Could you copy out, word for word, the items from the line containing "Identify the printed" through the last line of the items, including both of those lines?
* * *
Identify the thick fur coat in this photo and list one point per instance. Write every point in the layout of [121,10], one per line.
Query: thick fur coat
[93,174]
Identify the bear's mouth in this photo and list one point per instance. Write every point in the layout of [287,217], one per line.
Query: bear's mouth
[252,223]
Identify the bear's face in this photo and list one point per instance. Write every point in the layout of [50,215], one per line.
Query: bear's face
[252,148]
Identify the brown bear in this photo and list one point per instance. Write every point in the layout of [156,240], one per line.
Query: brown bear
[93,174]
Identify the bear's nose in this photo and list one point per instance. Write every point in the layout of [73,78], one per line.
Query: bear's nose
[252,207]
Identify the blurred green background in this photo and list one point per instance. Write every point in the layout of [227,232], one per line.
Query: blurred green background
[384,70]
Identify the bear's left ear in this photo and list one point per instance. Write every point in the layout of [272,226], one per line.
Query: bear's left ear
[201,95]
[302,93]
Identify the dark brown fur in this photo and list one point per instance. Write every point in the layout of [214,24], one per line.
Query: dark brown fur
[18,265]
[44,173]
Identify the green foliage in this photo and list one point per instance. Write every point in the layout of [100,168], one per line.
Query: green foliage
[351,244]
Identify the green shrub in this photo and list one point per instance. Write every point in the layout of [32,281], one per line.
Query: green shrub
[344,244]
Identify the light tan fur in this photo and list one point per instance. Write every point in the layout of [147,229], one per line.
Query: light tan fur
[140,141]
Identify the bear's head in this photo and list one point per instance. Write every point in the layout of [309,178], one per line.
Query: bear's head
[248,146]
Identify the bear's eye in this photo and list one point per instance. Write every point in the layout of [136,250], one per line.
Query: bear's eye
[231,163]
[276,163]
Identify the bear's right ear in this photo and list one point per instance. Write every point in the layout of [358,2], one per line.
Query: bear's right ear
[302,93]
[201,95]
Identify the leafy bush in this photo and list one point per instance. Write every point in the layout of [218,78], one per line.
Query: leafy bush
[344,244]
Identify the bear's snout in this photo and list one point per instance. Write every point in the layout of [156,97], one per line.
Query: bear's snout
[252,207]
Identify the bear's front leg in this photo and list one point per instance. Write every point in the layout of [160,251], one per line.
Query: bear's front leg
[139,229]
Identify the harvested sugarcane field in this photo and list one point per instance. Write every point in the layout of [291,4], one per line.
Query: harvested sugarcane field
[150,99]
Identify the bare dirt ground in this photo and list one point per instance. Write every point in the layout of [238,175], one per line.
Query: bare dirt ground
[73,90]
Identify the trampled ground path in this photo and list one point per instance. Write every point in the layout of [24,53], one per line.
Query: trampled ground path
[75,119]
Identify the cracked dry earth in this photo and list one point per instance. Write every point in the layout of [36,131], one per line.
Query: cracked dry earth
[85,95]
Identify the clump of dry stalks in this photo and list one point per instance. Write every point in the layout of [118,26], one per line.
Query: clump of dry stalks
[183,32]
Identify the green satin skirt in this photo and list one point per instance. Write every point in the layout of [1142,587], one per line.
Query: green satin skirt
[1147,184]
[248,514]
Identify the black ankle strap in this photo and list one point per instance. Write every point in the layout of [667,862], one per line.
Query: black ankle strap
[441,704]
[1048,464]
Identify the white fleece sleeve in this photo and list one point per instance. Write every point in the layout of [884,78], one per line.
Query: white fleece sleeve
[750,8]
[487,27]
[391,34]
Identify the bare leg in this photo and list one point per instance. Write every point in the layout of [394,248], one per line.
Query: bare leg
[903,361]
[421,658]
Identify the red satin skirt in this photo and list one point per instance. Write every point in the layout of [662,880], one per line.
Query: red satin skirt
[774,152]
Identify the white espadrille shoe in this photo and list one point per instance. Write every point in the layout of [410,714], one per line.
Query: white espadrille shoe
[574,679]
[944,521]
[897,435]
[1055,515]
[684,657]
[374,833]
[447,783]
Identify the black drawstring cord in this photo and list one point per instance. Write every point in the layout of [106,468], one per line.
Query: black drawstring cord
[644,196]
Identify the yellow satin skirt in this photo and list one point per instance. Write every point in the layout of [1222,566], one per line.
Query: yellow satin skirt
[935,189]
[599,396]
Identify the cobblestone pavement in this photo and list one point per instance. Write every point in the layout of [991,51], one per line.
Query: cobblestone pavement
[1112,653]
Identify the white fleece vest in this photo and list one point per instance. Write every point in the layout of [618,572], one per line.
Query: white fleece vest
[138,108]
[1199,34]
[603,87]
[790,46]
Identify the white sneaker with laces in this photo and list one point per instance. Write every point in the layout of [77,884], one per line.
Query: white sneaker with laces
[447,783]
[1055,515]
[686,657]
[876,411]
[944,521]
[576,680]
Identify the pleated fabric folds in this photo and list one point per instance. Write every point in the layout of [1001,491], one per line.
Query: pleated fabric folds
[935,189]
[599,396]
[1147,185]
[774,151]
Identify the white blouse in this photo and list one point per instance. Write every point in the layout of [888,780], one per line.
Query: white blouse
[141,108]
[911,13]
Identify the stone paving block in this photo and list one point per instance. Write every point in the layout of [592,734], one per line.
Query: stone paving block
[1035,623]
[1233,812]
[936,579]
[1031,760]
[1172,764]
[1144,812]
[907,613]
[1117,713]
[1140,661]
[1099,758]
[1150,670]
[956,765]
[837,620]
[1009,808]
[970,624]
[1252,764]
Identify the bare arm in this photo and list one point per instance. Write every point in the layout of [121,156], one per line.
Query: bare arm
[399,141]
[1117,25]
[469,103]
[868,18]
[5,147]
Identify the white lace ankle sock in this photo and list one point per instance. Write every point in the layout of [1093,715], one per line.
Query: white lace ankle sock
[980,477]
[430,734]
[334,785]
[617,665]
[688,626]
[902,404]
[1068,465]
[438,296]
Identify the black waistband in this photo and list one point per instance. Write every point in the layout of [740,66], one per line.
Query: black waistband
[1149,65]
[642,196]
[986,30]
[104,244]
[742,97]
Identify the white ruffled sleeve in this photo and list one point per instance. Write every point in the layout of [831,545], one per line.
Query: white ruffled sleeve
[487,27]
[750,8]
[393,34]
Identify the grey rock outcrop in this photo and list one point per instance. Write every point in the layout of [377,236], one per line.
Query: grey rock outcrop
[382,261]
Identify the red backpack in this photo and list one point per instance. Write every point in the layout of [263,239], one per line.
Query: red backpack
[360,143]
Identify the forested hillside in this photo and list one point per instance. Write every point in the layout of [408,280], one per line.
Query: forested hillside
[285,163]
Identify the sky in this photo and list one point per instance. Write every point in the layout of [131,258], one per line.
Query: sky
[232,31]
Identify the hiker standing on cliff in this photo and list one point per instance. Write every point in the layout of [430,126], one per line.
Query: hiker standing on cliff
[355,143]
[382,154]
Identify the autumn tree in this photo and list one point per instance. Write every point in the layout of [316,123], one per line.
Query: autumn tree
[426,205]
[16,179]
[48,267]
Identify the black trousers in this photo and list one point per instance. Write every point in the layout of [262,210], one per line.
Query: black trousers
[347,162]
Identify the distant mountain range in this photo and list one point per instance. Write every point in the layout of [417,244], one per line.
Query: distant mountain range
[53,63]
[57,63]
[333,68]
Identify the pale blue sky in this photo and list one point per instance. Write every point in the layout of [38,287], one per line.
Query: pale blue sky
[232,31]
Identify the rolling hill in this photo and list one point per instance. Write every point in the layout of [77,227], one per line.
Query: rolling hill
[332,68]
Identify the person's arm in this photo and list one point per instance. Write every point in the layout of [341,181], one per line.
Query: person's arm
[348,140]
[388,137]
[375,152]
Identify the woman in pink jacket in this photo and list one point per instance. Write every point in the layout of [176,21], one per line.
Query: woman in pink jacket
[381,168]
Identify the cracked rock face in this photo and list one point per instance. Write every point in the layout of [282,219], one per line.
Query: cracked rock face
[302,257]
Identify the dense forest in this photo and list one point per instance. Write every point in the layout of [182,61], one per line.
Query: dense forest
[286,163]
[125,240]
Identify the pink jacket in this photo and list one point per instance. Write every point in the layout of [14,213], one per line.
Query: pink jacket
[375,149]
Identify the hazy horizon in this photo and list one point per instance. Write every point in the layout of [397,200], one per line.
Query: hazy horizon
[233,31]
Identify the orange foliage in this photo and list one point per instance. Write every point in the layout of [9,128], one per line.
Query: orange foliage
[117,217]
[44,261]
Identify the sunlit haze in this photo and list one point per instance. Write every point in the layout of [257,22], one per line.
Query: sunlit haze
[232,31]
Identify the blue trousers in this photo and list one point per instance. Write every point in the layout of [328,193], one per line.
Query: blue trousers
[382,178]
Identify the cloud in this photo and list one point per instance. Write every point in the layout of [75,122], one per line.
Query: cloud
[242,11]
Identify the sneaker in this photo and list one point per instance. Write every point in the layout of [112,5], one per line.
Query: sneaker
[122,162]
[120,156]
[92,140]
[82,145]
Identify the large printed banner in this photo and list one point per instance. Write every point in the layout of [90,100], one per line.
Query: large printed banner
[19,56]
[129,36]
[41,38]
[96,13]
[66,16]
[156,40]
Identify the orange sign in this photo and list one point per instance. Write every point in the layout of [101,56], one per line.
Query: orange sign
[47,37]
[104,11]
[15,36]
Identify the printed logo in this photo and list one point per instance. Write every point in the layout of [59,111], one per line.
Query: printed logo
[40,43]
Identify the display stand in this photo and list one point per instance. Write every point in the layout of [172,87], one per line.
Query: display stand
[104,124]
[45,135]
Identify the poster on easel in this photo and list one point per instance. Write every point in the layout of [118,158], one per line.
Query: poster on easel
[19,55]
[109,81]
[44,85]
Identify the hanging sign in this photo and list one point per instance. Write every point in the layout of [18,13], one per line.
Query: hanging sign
* * *
▶ **FINISHED ANSWER**
Identify the printed logo in this photo and list one point per instance. Write every point in the layout of [59,111], one per line.
Query: printed logo
[40,43]
Identify the display stand in this photo and list one point per instance. Write every point in the layout of [172,87], one per line.
Query: display stand
[104,124]
[45,135]
Identify the poster on easel in this photo and list one point per instance. Write every point in the layout of [118,158], one per line.
Query: poster on easel
[19,55]
[109,81]
[44,85]
Identify the hanging sign in this photo and list one point per instance. Write every point in the layout of [18,13], one per line.
Query: hanging sign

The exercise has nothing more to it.